# Start of EXCERPT PROVIDED

The Ministry of Economic Affairs and Employment (TEM, , ) is one of the ministries of the Finnish Government. The ministry implements industry, labor, and local development policies.

There are two ministerial portfolios located within the ministry:
 Minister of Economic Affairs 
 Minister of Employment

The ministry was formed in 2008 by merging the former Ministry of Labour (työministeriö), the former Ministry of Trade and Industry (kauppa- ja teollisuusministeriö), and parts of the Ministry of the Interior (sisäministeriö) related to local administration. The first minister was Mauri Pekkarinen. The combination was called superministeriö because it was so large and diverse. The intention of the merger was to make sure that labor policy and industrial policy, as well as others such as immigration policy and regional policy, are coordinated and don't go separate ways.

# End of EXCERPT PROVIDED
# Start of EXERCISE INPUT

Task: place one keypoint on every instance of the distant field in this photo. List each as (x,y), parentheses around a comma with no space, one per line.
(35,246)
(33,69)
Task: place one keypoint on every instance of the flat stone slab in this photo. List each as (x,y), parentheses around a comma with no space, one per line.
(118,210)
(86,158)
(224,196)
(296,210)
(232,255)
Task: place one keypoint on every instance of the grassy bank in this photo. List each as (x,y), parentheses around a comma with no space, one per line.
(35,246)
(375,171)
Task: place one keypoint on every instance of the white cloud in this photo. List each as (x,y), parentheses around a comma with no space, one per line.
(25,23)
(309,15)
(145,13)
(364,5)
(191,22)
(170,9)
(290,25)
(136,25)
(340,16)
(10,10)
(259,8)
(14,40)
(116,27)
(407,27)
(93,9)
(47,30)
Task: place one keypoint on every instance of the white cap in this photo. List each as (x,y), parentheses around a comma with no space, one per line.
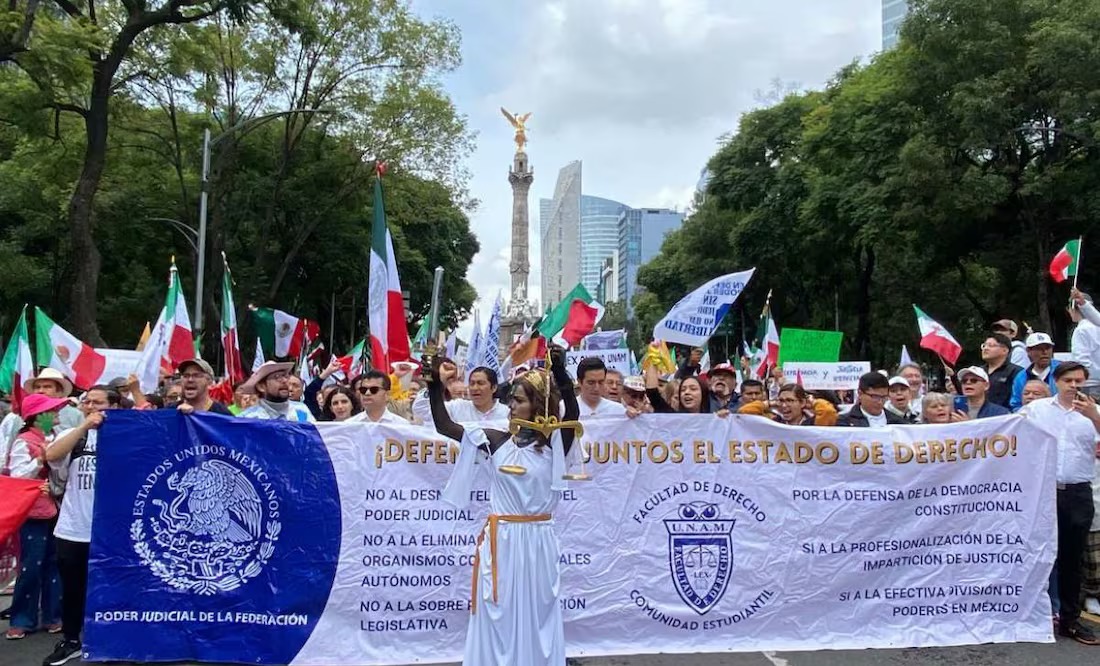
(978,372)
(1037,339)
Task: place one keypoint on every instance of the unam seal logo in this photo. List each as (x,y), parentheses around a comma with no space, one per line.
(208,526)
(701,549)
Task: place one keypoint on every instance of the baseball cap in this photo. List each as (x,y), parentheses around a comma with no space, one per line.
(1038,339)
(978,372)
(197,362)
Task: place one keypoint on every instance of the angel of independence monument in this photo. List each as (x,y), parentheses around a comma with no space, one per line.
(519,312)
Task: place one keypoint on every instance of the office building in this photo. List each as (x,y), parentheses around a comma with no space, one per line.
(640,235)
(893,13)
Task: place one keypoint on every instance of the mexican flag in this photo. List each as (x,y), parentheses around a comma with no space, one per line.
(936,338)
(18,366)
(171,342)
(766,350)
(389,339)
(574,317)
(1065,263)
(283,335)
(58,349)
(230,344)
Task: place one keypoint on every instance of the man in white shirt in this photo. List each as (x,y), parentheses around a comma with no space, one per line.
(1074,419)
(374,395)
(271,382)
(76,449)
(591,374)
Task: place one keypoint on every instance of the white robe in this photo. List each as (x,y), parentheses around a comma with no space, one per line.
(524,625)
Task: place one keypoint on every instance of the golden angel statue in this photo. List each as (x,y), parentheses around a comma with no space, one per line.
(520,123)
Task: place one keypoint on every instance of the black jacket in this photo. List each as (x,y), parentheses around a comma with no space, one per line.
(856,418)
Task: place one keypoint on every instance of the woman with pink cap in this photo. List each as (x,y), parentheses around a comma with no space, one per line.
(39,586)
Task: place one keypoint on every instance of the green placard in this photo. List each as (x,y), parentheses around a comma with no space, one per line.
(806,346)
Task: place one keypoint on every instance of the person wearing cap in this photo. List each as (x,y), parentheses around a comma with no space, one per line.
(51,383)
(723,382)
(1000,372)
(591,373)
(1073,418)
(901,399)
(1041,353)
(975,383)
(37,586)
(196,377)
(870,410)
(1010,330)
(270,382)
(75,449)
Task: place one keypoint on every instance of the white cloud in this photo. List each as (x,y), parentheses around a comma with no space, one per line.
(640,90)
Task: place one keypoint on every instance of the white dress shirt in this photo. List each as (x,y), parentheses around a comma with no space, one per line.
(1077,438)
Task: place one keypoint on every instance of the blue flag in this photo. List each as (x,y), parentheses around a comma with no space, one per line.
(209,544)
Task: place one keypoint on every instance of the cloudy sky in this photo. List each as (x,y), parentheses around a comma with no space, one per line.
(639,90)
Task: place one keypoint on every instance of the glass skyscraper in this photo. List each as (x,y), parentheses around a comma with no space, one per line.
(640,235)
(893,13)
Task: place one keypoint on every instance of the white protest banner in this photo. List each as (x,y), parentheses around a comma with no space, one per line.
(615,359)
(697,534)
(694,318)
(827,377)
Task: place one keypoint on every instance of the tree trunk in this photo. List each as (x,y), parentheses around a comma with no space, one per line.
(86,259)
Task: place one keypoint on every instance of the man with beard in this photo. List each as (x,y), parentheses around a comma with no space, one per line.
(270,382)
(196,377)
(723,381)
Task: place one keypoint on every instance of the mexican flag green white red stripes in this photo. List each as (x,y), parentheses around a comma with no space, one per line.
(61,350)
(936,338)
(17,366)
(389,338)
(574,317)
(282,335)
(172,341)
(230,340)
(1065,263)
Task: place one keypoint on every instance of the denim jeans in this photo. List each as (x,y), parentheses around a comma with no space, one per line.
(39,586)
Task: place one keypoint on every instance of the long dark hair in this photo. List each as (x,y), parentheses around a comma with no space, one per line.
(339,390)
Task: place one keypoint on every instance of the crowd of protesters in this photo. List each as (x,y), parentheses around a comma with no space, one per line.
(55,441)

# End of EXERCISE INPUT

### PROBLEMS TO WORK ON:
**1)** Reproduce verbatim the portion of the passage on Finland's Ministry of Economic Affairs and Employment starting at "The Ministry of Economic" and ending at "go separate ways.".
**2)** Output as a JSON list of strings the lines of the rows above starting at the line that contains "Task: place one keypoint on every instance of the man with" and ending at the final row, inclusive, with one string per line and blank lines omitted.

### REPLIES:
**1)**
The Ministry of Economic Affairs and Employment (TEM, , ) is one of the ministries of the Finnish Government. The ministry implements industry, labor, and local development policies.

There are two ministerial portfolios located within the ministry:
 Minister of Economic Affairs 
 Minister of Employment

The ministry was formed in 2008 by merging the former Ministry of Labour (työministeriö), the former Ministry of Trade and Industry (kauppa- ja teollisuusministeriö), and parts of the Ministry of the Interior (sisäministeriö) related to local administration. The first minister was Mauri Pekkarinen. The combination was called superministeriö because it was so large and diverse. The intention of the merger was to make sure that labor policy and industrial policy, as well as others such as immigration policy and regional policy, are coordinated and don't go separate ways.

**2)**
[
  "Task: place one keypoint on every instance of the man with beard in this photo. List each as (x,y), parentheses around a comma with no space, one per line.",
  "(270,382)",
  "(196,377)",
  "(723,381)",
  "Task: place one keypoint on every instance of the mexican flag green white red stripes in this photo. List each as (x,y), parentheses around a comma with no space, one per line.",
  "(61,350)",
  "(936,338)",
  "(17,366)",
  "(389,338)",
  "(574,317)",
  "(282,335)",
  "(172,341)",
  "(230,340)",
  "(1065,263)",
  "Task: place one keypoint on every instance of the denim jeans in this photo. List each as (x,y), parentheses around a comma with no space, one per line.",
  "(39,586)",
  "Task: place one keypoint on every instance of the long dark hair in this photo. List each as (x,y), parentheses around a comma with no space, one per line.",
  "(339,390)",
  "Task: place one keypoint on every instance of the crowd of protesters in this photo. List each as (x,y), parentheses around a comma with no space, one per line.",
  "(55,441)"
]